** Görev **
Erdoğan'ı eleştiren metni son cümlesinden sonra sürdür.

Erdoğan'a: Sen çöken partini toplayacaksın diye olan çiftçiye, üreticiye oluyor
"Kongre kongre gezip salgını yaymakla uğraşacağına git biraz bunlara çalış sen çöken partini toplayacaksın diye olan çiftçiye, üreticiye oluyor."
"Düze çıkmanın yolu önce bu ucube sistemden kurtulmaktan geçiyor. Yalanları bozarak yürüyoruz. Arkamızda milletimizin desteğiyle her geçen gün büyüyoruz. Millet samimiyetimizi, gayretimizi görüyor. Milletimizin içi rahat olsun yetkiyi aldığımızda yalan dünyayla değil milletimizin gerçekleriyle meşgul olacağız."
"Erdoğan Anayasa'mızda hali hazırda var olan ancak uygulamaya bir türlü yanaşmadığı sayısız ilkeden bazılarını muhtemelen Biden'a şirin görünmek için keşfetmiş oldu!"

** İncelenecek veriler **
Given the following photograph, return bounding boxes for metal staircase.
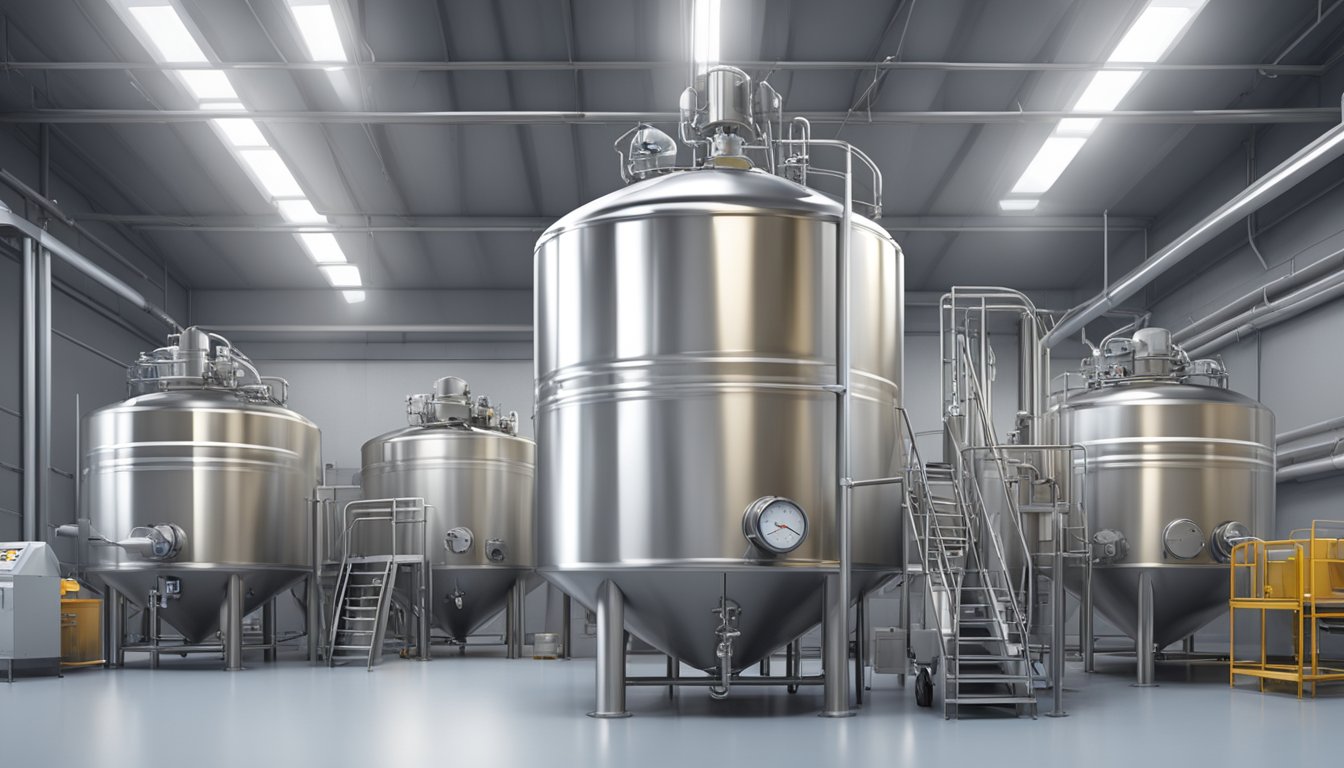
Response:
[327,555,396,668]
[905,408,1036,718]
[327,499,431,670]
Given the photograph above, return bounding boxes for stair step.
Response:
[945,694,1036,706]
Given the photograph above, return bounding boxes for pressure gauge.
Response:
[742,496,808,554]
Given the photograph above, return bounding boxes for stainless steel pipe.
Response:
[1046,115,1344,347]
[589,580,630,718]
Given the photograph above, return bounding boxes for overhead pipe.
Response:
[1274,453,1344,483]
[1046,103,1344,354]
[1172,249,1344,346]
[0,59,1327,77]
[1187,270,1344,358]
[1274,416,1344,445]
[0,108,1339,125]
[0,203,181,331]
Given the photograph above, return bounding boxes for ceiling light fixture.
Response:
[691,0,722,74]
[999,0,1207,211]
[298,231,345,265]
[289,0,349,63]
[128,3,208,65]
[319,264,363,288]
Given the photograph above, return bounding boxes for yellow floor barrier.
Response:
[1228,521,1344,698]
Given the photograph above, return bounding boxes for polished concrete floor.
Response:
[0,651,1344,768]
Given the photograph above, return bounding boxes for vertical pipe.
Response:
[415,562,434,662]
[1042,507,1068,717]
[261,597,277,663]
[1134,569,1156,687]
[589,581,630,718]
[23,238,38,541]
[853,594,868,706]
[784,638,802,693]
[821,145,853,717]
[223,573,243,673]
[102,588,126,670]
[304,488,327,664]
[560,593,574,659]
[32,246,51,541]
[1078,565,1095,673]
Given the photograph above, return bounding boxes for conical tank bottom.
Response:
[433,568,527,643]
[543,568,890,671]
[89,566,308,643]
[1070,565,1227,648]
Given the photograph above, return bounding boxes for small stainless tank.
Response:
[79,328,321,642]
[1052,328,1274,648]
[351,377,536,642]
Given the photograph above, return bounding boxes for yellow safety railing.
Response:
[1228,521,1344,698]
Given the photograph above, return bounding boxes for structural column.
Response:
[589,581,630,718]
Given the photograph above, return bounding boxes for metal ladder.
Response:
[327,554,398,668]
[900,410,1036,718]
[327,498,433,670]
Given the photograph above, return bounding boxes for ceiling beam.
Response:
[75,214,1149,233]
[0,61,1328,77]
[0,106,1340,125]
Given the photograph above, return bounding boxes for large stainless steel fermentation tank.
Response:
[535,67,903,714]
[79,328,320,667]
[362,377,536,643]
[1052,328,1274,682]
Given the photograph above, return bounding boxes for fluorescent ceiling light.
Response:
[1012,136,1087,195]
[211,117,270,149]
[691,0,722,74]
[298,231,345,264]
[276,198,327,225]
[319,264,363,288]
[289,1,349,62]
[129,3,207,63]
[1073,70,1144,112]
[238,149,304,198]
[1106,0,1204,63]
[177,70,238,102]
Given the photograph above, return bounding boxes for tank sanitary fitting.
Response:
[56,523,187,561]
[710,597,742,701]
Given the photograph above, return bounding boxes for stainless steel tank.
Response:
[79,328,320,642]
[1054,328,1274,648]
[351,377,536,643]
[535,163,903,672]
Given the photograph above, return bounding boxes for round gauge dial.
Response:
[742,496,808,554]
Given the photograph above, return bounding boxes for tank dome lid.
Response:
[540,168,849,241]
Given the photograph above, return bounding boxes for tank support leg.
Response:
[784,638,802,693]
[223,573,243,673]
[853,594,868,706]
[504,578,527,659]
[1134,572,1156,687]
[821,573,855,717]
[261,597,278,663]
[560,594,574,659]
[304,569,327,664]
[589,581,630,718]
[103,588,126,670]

** Cevap **
"Sayın Erdoğan'ın dün itibariyle insan hakları kavramını keşfettiği için tebrik etmek istiyorum! Kendisi Anayasa'mızda ve mevzuatımızda, 58. hükûmetten itibaren birçok hükûmetin programında, hali hazırda var olan ancak uygulamaya bir türlü yanaşmadığı, hatta tam tersine yıllardır hunharca çiğnediği sayısız ilkeden bazılarını sırf dünyaya, muhtemelen Biden'a, şirin görünmek için keşfetmiş oldu! Sizin için büyük bizler için ise atılmamış olan bu adımdan ötürü sizleri yürekten kutluyorum. Eğer biraz daha gayret edip iyi bir Cumhurbaşkanı olursa bir gün elbet demokrasiyi, güçler ayrılığını da keşfedebileceğine inanıyorum. Kim bilir belki o gün kendisi çıkı iyileştirilmiş güçlendirilmiş parlamenter sistem bile diyebilir. Neden olmasın?"